**What to do:** The response must consist of each line in the listing that has the word "leaf" in it.

**Supplied records:**

#####

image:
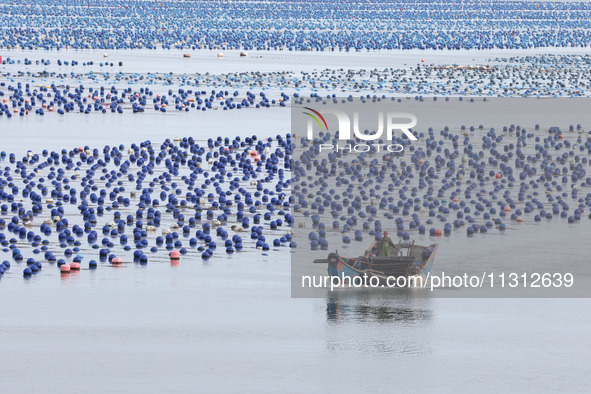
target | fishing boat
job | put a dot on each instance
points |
(403, 259)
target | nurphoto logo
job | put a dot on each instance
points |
(355, 129)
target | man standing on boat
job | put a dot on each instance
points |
(385, 244)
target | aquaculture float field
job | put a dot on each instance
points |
(151, 185)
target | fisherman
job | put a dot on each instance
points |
(385, 244)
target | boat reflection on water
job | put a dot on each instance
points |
(404, 307)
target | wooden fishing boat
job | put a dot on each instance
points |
(402, 259)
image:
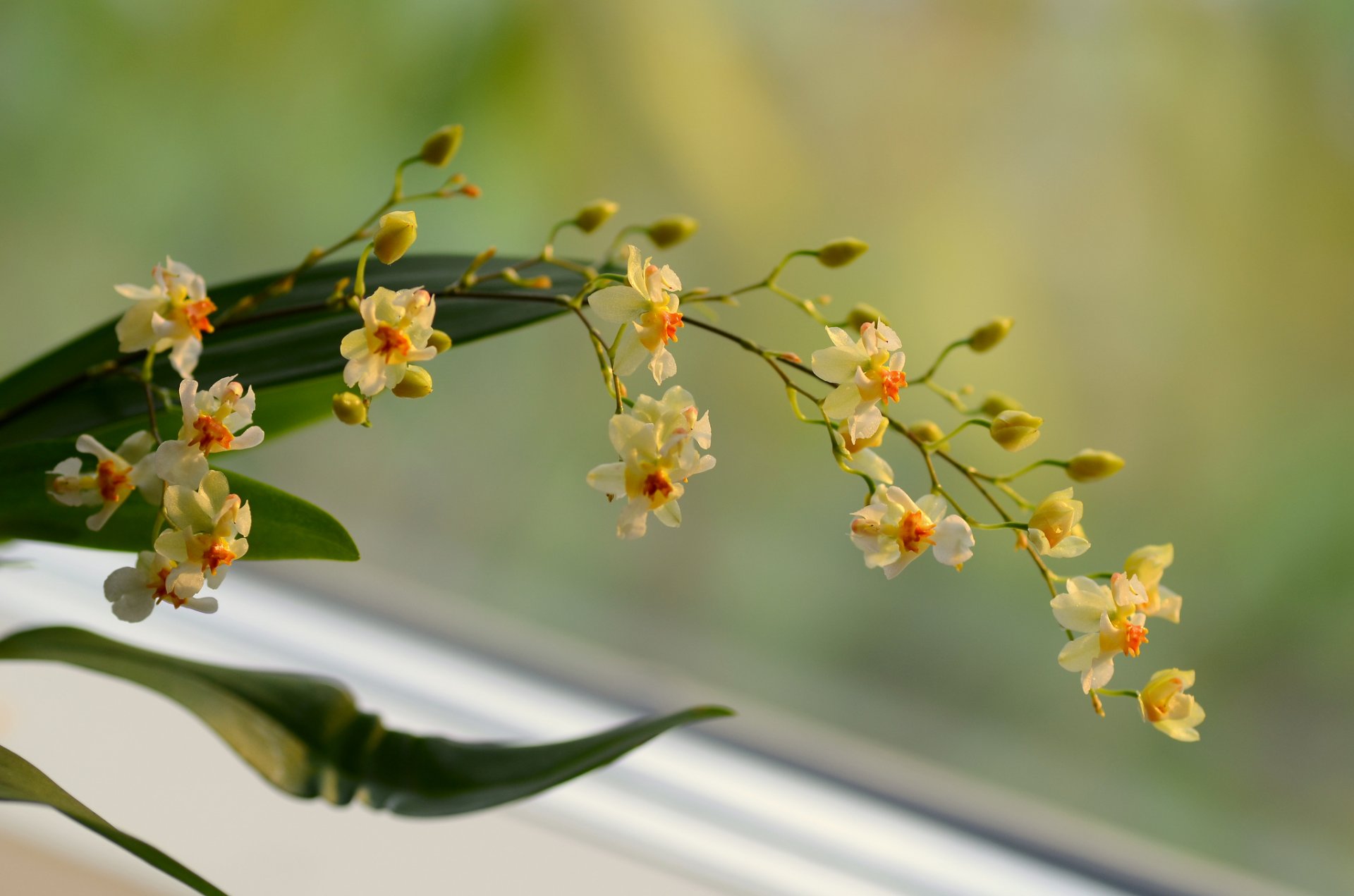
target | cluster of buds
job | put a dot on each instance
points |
(201, 528)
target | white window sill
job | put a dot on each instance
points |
(680, 815)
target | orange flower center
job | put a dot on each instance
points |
(391, 341)
(217, 556)
(890, 382)
(657, 482)
(195, 316)
(113, 481)
(672, 320)
(212, 434)
(914, 532)
(1134, 639)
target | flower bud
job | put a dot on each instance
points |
(441, 147)
(669, 232)
(997, 403)
(1015, 429)
(594, 214)
(439, 340)
(416, 383)
(841, 252)
(863, 314)
(1089, 465)
(927, 431)
(394, 235)
(350, 409)
(990, 335)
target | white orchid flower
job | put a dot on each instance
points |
(647, 312)
(1149, 563)
(209, 527)
(135, 591)
(1105, 625)
(893, 531)
(868, 372)
(394, 332)
(1168, 707)
(172, 314)
(210, 424)
(659, 443)
(117, 474)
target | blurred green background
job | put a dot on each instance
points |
(1159, 192)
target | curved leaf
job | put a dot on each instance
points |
(288, 338)
(20, 781)
(306, 735)
(286, 527)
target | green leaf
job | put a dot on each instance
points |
(306, 735)
(20, 781)
(288, 338)
(286, 527)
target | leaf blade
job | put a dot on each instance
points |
(20, 781)
(290, 338)
(306, 737)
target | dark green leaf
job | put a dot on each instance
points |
(20, 781)
(307, 737)
(288, 338)
(286, 527)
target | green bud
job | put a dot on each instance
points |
(863, 314)
(1090, 465)
(350, 409)
(441, 147)
(669, 232)
(1015, 429)
(440, 341)
(594, 214)
(841, 252)
(927, 431)
(997, 403)
(416, 383)
(987, 336)
(394, 235)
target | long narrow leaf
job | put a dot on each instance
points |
(288, 338)
(306, 735)
(20, 781)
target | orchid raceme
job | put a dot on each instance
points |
(117, 474)
(863, 455)
(1168, 707)
(1055, 528)
(657, 441)
(210, 424)
(209, 527)
(1106, 627)
(1149, 563)
(172, 314)
(135, 591)
(893, 531)
(394, 332)
(867, 372)
(647, 314)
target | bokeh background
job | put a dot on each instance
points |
(1159, 192)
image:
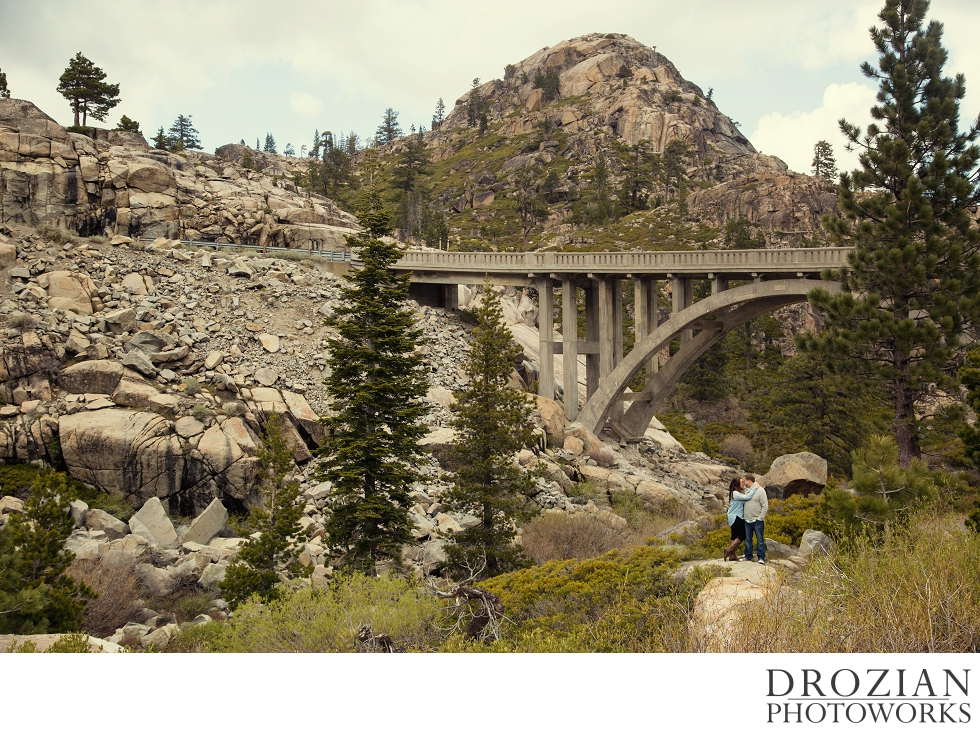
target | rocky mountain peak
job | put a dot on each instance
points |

#####

**Output for this task:**
target | curved leaf
target | green leaf
target | leaf blade
target | dark green leaf
target | long narrow leaf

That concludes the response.